## Task brief
Format every line of the entries below as a numbered list, omitting blank lines. Leave the pictures out of your answer.

--- start of Data lines ---

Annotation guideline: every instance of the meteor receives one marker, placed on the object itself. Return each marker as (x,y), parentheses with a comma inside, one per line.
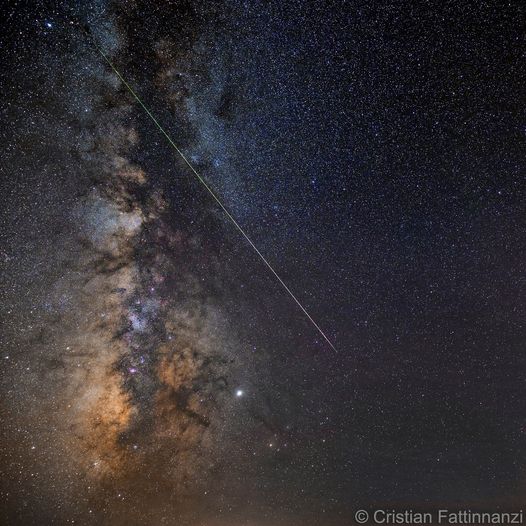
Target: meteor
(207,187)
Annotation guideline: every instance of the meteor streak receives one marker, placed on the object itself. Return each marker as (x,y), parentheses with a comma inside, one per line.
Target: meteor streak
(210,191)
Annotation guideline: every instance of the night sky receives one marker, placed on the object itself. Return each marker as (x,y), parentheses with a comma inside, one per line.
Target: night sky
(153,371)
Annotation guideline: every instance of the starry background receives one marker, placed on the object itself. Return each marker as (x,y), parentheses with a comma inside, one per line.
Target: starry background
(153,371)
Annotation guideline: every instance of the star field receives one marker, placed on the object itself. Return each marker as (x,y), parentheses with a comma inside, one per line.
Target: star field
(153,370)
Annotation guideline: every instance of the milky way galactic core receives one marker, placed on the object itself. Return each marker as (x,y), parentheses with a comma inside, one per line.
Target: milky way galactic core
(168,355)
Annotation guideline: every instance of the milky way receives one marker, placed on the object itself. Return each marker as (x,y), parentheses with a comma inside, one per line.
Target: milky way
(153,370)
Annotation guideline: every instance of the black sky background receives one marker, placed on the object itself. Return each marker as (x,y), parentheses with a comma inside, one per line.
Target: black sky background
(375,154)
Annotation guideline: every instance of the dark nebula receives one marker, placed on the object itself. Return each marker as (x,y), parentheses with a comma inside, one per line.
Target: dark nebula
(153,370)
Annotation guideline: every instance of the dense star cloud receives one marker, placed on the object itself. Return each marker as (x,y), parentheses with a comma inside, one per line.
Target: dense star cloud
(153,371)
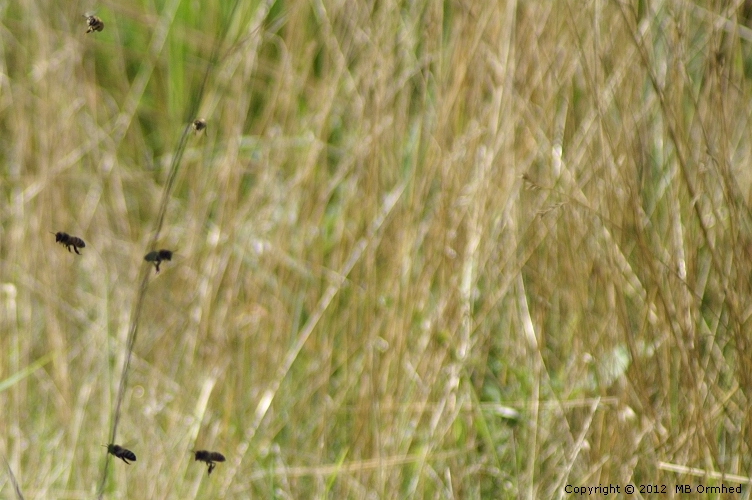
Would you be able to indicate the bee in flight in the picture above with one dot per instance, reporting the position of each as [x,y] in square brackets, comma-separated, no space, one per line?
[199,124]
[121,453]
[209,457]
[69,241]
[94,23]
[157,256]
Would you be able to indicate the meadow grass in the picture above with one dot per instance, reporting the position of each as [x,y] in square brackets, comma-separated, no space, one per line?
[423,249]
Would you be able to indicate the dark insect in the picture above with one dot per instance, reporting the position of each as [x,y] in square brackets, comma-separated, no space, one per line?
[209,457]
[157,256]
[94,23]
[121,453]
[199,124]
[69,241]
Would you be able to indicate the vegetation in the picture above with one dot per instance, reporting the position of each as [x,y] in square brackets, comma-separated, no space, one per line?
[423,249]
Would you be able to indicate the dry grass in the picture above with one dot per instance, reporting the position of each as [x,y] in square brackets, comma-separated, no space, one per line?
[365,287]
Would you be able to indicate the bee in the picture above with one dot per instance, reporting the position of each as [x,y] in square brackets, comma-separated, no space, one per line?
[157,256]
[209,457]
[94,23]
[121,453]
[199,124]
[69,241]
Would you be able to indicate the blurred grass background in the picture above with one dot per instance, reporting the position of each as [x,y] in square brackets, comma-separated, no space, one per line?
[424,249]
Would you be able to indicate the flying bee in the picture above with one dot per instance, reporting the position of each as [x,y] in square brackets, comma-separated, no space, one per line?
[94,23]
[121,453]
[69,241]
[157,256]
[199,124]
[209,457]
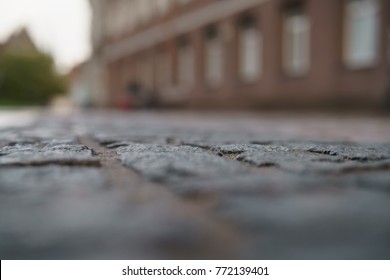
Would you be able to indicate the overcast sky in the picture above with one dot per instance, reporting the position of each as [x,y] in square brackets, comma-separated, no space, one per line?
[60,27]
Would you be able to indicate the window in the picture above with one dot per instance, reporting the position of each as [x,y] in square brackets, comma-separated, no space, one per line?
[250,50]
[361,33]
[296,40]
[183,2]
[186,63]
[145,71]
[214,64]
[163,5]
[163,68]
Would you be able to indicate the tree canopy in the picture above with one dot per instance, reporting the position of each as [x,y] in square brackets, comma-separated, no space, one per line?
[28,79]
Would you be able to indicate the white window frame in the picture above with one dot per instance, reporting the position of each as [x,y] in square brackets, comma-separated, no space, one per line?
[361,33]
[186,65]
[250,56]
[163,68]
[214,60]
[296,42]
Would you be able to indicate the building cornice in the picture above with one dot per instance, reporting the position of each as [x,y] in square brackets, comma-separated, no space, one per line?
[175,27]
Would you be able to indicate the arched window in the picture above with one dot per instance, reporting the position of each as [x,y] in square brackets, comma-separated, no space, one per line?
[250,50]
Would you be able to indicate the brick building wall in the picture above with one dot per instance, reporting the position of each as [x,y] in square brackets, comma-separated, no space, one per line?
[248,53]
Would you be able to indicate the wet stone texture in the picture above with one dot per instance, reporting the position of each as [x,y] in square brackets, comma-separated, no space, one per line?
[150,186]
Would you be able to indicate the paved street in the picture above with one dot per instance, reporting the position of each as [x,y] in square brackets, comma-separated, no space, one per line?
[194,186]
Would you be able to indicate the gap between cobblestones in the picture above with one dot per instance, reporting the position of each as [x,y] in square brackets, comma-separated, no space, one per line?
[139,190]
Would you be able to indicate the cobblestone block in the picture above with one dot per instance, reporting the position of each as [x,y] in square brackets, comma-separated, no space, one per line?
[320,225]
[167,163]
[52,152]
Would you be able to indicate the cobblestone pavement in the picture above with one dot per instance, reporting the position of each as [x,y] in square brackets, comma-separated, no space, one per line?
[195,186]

--- end of Data lines ---

## Answer for the task
1. Annotation guideline: every instance of the meteor receives one marker, placed on the object itself. Return each marker as (x,y), parentheses with a comma inside, one per line.
2. Target: meteor
3. (207,187)
4. Annotation guideline: every instance of the meteor streak receives one marker, placed on the object itself. Return each marker as (x,y), parentheses with a comma inside, one per line.
5. Target: meteor streak
6. (210,191)
7. Annotation guideline: every instance of the night sky receives one marker, placed on the object itself. Return each marker as (x,y), parentheses with a comma inside, one per line.
8. Target: night sky
9. (153,371)
10. Annotation guideline: every instance of the starry background receives one marker, placed on the object itself. Return each marker as (x,y), parentheses with a comma inside, one per line.
11. Target: starry background
12. (153,371)
13. Annotation guideline: every instance of the star field receives one marker, placed on the object itself. Return each marker as (x,y), parentheses with a comma inside, one per line.
14. Target: star field
15. (153,370)
16. Annotation guideline: every instance of the milky way galactic core receives one marker, placed on the object itself. Return each marker as (x,y), parentheses with a comma inside, one per line.
17. Target: milky way galactic core
18. (168,355)
19. Annotation guideline: every instance of the milky way receives one marker, placed on the object itself. Return each marker as (x,y), parentheses with a comma inside, one per line.
20. Target: milky way
21. (153,370)
22. Annotation guideline: every instance of the black sky background receives one marker, placed on the object itself. Return each marker as (x,y), parentheses with a comma inside, one per line.
23. Target: black sky background
24. (375,154)
25. Annotation guideline: every instance of the dark nebula receives one marker, placed on the object itself. Return each marker as (x,y), parentheses with a comma inside, one per line.
26. Target: dark nebula
27. (153,370)
28. Annotation guideline: every instance of the dense star cloud receives one marker, placed on the object itself. Return each marker as (x,y), parentheses with a comma inside, one per line.
29. Target: dense star cloud
30. (153,371)
31. Would you be able to indicate the bee in flight in the picture above with one dot per instance, reporting the position of each as [x,y] in square brackets, comma-separated, no space, one per line?
32. [199,124]
33. [121,453]
34. [209,457]
35. [69,241]
36. [94,23]
37. [157,256]
38. Would you be able to indicate the meadow grass in the picture above with one dot per instance, reporting the position of each as [x,y] in square brackets, comma-separated, no space, one per line?
39. [423,249]
40. Would you be able to indicate the dark insect in the picture above with one dot per instance, reporting the position of each as [x,y] in square brackets, comma-separated, no space, one per line?
41. [209,457]
42. [157,256]
43. [94,23]
44. [121,453]
45. [199,124]
46. [69,241]
47. Would you be able to indicate the vegetation in the picture above with one dot per instance, reporting the position of each as [x,y] in square brackets, comma-separated, no space, one per line?
48. [423,249]
49. Would you be able to indicate the dry grass in the picture above with one dot per instance, reporting the position of each as [x,y] in square brackets, comma-separated, no space, one per line?
50. [365,287]
51. Would you be able to indicate the bee in the picture above with one dot per instance, reporting the position of each as [x,y] in square brackets, comma-separated, no space, one per line?
52. [157,256]
53. [209,457]
54. [94,23]
55. [121,453]
56. [199,124]
57. [69,241]
58. Would you be able to indicate the blurred grass background in the picture above with one dot per instance, reporting the position of each as [x,y] in square brackets, comma-separated, no space, one per line?
59. [424,249]
60. Would you be able to indicate the flying bee in the picture above with one dot per instance, reporting the position of each as [x,y] in square brackets, comma-separated, no space, one per line?
61. [94,23]
62. [121,453]
63. [69,241]
64. [157,256]
65. [199,124]
66. [209,457]
67. Would you be able to indicate the overcast sky in the picture above with one dot per instance, reporting the position of each as [x,y] in square brackets, comma-separated, no space, one per line?
68. [60,27]
69. Would you be able to indicate the window in the picture above with one dot per instance, reporting the position of each as [x,y] in square brackets, comma-separated, no space, one per line?
70. [250,50]
71. [361,33]
72. [296,40]
73. [183,2]
74. [186,63]
75. [145,71]
76. [214,64]
77. [163,5]
78. [163,68]
79. Would you be able to indicate the tree canopy in the picture above with one dot per instance, reporting the position of each as [x,y] in square brackets, comma-separated, no space, one per line?
80. [28,79]
81. Would you be able to indicate the white window frame in the picture above with one dot per instance, reporting the position of each as [x,y] in square brackets, comma-separated, no space, one per line?
82. [361,33]
83. [186,65]
84. [250,56]
85. [163,68]
86. [214,60]
87. [296,42]
88. Would you be able to indicate the building cornice in the picture above with one dot per instance, reporting the position of each as [x,y] in square brackets, comma-separated, no space, one per line?
89. [175,27]
90. Would you be able to indicate the arched window in the picture above with one dot per instance, reporting the position of each as [x,y] in square brackets, comma-separated, no space, one per line?
91. [250,50]
92. Would you be able to indicate the brick building wall in the picture above with one dot per instance, reporting the position of each as [x,y] in square brackets, comma-separated, no space, one per line?
93. [248,53]
94. Would you be able to indicate the wet stone texture in the picture above with one dot per instance, reporting the position of each as [x,y] in square brackets, comma-separated, no space, one per line?
95. [150,186]
96. Would you be able to indicate the paved street in the picture above with one dot per instance, reporting the position of each as [x,y] in square brackets, comma-separated, no space, one per line?
97. [194,186]
98. Would you be able to indicate the gap between cobblestones in the picture above with one dot per instance, reporting the position of each as [x,y] in square brackets, comma-separated, no space, one per line?
99. [139,190]
100. Would you be able to indicate the cobblestone block in the picture above with one dot per instance, reporting the position of each as [x,y] in square brackets, comma-separated, no space, one per line?
101. [320,225]
102. [167,163]
103. [52,152]
104. Would you be able to indicate the cobblestone pavement in the picture above with one dot per instance, reporting the position of each as [x,y] in square brackets, comma-separated, no space, one per line?
105. [195,186]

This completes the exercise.